> Directive: State how many lines of the records contain the string "white", giving only the number.

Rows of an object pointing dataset

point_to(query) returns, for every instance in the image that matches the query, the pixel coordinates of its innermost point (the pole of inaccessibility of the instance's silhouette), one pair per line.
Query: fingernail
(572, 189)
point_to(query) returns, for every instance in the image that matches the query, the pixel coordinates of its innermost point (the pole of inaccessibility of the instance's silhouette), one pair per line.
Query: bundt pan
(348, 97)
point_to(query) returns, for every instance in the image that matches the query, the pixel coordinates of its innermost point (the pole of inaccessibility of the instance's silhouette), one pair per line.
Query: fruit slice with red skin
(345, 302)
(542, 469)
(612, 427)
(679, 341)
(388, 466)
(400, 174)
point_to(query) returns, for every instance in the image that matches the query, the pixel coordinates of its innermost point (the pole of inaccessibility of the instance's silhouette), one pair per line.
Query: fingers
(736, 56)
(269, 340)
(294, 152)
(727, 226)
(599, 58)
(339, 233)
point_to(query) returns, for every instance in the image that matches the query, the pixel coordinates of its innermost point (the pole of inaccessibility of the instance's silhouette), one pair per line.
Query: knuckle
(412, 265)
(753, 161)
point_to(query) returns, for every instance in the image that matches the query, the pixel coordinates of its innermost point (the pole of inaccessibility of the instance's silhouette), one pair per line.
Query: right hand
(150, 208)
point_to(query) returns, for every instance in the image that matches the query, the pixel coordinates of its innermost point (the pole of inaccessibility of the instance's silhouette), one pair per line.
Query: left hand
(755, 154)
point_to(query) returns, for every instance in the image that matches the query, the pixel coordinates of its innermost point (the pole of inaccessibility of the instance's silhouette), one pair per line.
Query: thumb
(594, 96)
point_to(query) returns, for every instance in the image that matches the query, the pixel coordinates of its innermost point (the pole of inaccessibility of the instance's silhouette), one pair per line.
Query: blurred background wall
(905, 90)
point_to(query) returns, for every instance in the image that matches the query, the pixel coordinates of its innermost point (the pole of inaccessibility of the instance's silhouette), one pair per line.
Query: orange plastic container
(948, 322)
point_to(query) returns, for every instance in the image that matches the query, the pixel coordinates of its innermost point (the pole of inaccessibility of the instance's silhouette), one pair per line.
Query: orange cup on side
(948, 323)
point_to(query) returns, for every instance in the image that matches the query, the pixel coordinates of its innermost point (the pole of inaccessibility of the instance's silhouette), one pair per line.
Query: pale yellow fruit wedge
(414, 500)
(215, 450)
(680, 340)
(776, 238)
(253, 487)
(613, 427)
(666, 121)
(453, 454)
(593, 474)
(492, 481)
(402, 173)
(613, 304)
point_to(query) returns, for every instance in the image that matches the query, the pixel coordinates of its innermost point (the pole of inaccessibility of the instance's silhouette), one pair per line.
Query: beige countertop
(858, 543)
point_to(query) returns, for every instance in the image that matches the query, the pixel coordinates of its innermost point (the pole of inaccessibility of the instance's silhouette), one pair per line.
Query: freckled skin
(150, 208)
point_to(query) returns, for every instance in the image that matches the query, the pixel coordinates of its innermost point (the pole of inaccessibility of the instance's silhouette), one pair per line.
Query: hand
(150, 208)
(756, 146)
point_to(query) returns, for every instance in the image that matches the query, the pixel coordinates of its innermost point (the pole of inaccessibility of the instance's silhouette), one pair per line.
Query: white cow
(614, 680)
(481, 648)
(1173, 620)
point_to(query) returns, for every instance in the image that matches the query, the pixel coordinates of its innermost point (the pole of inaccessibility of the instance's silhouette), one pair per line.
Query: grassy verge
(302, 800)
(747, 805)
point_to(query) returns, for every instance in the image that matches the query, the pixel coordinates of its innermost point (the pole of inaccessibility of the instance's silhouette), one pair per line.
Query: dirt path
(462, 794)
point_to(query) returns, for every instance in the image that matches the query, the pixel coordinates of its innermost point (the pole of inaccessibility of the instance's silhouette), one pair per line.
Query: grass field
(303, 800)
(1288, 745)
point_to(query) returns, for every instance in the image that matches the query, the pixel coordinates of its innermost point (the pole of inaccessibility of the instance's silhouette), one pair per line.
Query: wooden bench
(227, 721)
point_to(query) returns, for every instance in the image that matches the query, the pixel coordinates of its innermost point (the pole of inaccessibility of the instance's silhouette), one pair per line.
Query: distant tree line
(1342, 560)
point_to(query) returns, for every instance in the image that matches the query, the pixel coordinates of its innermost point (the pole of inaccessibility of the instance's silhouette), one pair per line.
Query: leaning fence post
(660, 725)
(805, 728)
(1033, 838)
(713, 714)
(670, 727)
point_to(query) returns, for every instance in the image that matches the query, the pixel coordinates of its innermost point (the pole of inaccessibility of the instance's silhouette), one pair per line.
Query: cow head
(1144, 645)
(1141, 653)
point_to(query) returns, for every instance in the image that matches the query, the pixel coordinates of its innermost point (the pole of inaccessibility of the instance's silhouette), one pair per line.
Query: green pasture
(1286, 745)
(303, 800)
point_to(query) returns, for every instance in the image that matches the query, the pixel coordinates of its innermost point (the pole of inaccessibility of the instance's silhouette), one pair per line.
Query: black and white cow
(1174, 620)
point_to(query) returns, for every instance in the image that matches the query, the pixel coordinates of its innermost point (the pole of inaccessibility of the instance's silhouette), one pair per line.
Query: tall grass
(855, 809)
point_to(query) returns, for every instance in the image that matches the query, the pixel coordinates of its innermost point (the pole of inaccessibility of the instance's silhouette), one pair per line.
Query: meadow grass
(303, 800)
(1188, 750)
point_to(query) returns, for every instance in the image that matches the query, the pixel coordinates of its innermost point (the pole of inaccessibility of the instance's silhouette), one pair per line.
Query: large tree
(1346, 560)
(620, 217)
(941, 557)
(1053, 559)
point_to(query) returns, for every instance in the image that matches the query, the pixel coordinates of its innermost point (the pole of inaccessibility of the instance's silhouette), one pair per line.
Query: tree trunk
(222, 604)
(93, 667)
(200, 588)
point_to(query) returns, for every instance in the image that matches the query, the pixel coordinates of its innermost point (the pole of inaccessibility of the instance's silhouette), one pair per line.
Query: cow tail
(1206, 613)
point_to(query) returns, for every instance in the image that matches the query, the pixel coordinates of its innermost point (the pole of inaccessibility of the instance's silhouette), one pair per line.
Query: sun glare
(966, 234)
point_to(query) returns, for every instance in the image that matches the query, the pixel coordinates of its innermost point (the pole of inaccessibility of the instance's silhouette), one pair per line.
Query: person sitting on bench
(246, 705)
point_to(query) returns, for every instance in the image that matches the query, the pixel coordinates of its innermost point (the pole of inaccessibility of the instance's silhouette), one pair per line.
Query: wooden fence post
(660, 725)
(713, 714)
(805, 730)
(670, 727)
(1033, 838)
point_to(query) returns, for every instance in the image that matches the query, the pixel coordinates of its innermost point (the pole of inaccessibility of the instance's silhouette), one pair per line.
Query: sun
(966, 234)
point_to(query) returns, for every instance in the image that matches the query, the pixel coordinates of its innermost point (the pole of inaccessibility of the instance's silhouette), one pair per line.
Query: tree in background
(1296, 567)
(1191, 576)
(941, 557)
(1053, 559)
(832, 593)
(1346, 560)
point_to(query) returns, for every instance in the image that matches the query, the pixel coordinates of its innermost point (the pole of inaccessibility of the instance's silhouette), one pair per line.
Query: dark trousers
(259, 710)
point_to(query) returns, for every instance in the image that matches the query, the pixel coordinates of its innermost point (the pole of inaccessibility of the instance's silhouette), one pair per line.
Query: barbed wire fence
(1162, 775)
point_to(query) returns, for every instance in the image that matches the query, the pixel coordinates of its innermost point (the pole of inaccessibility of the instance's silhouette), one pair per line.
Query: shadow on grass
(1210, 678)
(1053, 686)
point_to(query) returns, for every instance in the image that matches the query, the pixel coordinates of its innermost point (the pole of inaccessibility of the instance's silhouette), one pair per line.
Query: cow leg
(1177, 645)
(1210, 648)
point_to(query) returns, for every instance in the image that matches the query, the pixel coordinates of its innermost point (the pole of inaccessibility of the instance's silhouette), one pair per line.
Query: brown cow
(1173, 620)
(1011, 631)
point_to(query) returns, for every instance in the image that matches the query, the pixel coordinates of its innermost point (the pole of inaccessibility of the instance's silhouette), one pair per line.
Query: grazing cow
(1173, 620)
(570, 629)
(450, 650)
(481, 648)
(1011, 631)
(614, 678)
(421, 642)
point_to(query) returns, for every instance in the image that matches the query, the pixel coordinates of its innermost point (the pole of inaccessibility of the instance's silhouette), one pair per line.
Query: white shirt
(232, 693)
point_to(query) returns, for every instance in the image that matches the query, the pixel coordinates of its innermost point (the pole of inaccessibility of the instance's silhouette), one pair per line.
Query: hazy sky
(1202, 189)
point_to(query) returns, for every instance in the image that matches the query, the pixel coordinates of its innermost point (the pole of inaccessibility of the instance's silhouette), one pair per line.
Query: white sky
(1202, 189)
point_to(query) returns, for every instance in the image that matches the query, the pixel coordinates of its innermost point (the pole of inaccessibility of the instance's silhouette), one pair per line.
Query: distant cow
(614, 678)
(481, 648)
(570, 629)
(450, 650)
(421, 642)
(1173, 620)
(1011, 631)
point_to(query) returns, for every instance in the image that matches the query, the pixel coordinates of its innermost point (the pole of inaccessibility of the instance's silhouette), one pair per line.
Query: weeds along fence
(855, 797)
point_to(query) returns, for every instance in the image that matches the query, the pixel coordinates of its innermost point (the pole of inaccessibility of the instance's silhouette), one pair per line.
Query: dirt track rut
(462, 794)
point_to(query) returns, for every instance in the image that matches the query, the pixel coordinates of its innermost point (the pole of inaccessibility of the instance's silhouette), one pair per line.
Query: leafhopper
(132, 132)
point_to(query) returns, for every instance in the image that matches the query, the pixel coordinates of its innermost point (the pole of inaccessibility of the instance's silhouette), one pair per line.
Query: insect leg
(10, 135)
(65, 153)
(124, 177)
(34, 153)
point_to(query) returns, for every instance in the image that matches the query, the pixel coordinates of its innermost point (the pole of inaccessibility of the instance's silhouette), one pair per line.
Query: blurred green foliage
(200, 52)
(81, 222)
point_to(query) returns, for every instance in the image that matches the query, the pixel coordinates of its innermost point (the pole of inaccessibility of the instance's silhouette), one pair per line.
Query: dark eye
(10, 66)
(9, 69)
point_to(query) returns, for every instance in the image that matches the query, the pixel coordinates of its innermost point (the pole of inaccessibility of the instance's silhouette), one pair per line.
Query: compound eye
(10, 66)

> Exercise result: 4